**TASK DESCRIPTION**
Where does the word "river" occur in the data below? Copy each line that holds it.

**Region pointing data**

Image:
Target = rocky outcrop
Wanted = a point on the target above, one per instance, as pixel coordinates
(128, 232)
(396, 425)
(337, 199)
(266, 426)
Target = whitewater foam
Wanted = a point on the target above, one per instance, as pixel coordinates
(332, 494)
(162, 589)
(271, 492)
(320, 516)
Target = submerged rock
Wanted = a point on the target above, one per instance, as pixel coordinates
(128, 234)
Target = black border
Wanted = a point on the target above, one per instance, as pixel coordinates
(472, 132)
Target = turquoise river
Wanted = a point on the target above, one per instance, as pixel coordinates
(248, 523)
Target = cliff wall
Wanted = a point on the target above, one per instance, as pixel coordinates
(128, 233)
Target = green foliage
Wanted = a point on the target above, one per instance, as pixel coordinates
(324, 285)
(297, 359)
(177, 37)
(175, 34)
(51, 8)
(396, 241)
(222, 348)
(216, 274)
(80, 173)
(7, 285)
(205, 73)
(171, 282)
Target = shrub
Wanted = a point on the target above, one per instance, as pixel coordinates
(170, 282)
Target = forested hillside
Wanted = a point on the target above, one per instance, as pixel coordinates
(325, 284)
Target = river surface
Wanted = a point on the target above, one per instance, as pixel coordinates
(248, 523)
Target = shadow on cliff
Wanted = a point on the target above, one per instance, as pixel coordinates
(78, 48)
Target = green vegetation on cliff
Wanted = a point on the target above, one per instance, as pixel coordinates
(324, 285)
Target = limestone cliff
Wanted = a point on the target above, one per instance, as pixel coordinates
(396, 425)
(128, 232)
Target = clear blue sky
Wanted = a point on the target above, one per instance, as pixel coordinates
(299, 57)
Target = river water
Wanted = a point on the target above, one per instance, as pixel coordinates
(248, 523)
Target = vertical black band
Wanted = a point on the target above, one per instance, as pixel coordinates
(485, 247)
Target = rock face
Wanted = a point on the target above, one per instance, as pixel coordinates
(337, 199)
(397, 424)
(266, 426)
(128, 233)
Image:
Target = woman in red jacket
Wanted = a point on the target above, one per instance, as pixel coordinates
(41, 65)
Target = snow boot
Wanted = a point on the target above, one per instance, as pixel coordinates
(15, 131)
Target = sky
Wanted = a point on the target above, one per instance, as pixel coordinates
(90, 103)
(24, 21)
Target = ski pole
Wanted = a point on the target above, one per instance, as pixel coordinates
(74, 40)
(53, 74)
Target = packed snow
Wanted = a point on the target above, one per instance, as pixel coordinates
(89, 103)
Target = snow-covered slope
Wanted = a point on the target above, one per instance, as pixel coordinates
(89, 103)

**RESULT OF THE TASK**
Target = turquoise river
Target = river surface
Target = river water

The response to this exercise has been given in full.